Convert the records from the line containing "Specification: The model inspects the distant tree" through the line containing "xmin=161 ymin=158 xmax=188 ymax=190" into a JSON list of strings, with one string per line and blank lines omitted.
--- START ---
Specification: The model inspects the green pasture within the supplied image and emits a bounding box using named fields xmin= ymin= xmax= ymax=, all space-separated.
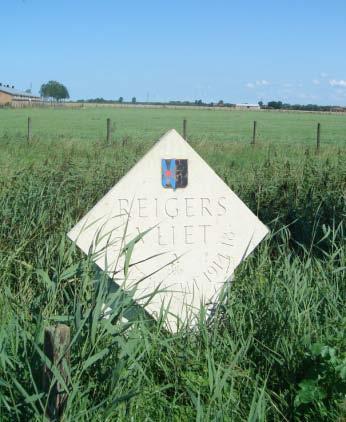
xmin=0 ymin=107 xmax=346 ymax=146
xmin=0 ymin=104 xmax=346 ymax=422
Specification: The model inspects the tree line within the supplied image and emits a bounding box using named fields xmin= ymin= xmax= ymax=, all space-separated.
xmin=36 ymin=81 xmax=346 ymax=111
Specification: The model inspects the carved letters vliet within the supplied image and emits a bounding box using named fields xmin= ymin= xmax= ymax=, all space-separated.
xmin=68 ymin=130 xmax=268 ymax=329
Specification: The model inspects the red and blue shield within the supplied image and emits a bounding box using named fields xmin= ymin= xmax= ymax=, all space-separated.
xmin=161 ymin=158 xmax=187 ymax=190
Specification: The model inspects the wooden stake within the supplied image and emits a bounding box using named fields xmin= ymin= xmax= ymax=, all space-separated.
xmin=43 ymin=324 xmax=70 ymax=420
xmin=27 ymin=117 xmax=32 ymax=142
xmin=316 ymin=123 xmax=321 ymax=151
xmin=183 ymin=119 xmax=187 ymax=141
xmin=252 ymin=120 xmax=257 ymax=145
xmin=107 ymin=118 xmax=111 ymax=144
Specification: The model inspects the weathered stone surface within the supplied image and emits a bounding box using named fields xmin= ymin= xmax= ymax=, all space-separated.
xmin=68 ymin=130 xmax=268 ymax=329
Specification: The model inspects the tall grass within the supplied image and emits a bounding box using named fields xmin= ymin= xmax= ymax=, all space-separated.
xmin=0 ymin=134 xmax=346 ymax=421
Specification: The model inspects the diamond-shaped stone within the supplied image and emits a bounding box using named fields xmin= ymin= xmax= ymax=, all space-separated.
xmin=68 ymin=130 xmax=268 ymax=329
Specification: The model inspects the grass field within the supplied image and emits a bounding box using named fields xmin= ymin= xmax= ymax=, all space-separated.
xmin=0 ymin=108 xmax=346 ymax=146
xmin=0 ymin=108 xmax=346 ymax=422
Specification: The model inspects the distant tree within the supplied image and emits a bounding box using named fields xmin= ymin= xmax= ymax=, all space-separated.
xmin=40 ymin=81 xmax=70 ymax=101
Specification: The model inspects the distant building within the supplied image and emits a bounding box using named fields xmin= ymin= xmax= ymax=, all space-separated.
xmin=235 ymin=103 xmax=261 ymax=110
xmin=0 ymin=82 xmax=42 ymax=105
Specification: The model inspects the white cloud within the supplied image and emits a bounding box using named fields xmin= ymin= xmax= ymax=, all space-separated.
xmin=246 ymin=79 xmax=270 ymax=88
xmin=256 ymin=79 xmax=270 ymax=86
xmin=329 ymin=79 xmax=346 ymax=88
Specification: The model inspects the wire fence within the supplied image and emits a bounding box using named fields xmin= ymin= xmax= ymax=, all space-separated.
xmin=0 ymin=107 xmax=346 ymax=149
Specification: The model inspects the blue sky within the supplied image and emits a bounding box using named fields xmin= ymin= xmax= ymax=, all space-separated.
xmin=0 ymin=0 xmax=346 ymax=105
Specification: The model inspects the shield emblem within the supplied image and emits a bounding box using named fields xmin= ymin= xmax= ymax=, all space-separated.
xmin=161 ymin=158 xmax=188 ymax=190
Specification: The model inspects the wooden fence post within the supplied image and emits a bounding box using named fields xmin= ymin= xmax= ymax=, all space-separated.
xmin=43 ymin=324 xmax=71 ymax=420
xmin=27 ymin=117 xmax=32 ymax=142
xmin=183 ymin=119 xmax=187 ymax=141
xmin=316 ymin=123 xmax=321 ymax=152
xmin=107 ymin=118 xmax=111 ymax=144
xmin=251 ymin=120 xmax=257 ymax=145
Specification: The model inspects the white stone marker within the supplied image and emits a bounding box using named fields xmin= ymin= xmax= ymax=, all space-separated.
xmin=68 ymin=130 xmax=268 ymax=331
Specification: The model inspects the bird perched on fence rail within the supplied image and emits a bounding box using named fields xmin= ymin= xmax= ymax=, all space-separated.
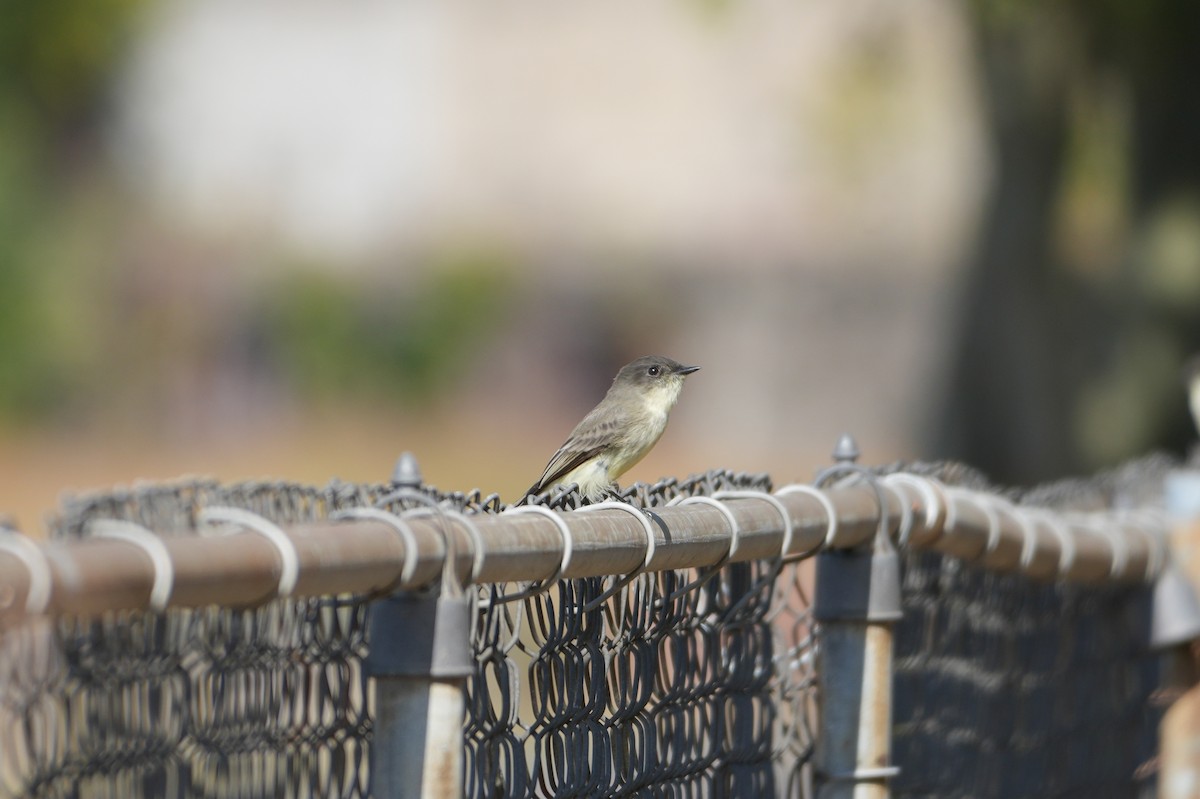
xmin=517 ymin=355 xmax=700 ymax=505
--- END ---
- [Exercise output]:
[
  "Specification: The model inspects the distant tree within the supplied image and emits a bounding box using named fields xmin= ymin= xmax= ymax=, all space-separated.",
  "xmin=40 ymin=81 xmax=70 ymax=101",
  "Specification: The model inspects the distant building within the supplied image and emits a bounding box using named fields xmin= ymin= xmax= ymax=, all space-separated.",
  "xmin=235 ymin=103 xmax=261 ymax=110",
  "xmin=0 ymin=82 xmax=42 ymax=105",
  "Specification: The model inspects the white cloud within the supplied image and emits a bounding box using named fields xmin= ymin= xmax= ymax=, all space-separated.",
  "xmin=246 ymin=79 xmax=270 ymax=88",
  "xmin=256 ymin=79 xmax=270 ymax=86",
  "xmin=329 ymin=79 xmax=346 ymax=88",
  "Specification: The model inspects the wire fence within the supplied image and emits a bounding box using named fields xmin= ymin= xmax= ymax=, all space-separated.",
  "xmin=0 ymin=107 xmax=346 ymax=149",
  "Specification: The model inspects the blue sky within the supplied image and emits a bounding box using named fields xmin= ymin= xmax= ymax=, all space-separated.",
  "xmin=0 ymin=0 xmax=346 ymax=105",
  "Specification: The model inspects the shield emblem within the supplied image and emits a bounding box using named fields xmin= ymin= xmax= ymax=, all space-separated.",
  "xmin=161 ymin=158 xmax=188 ymax=190"
]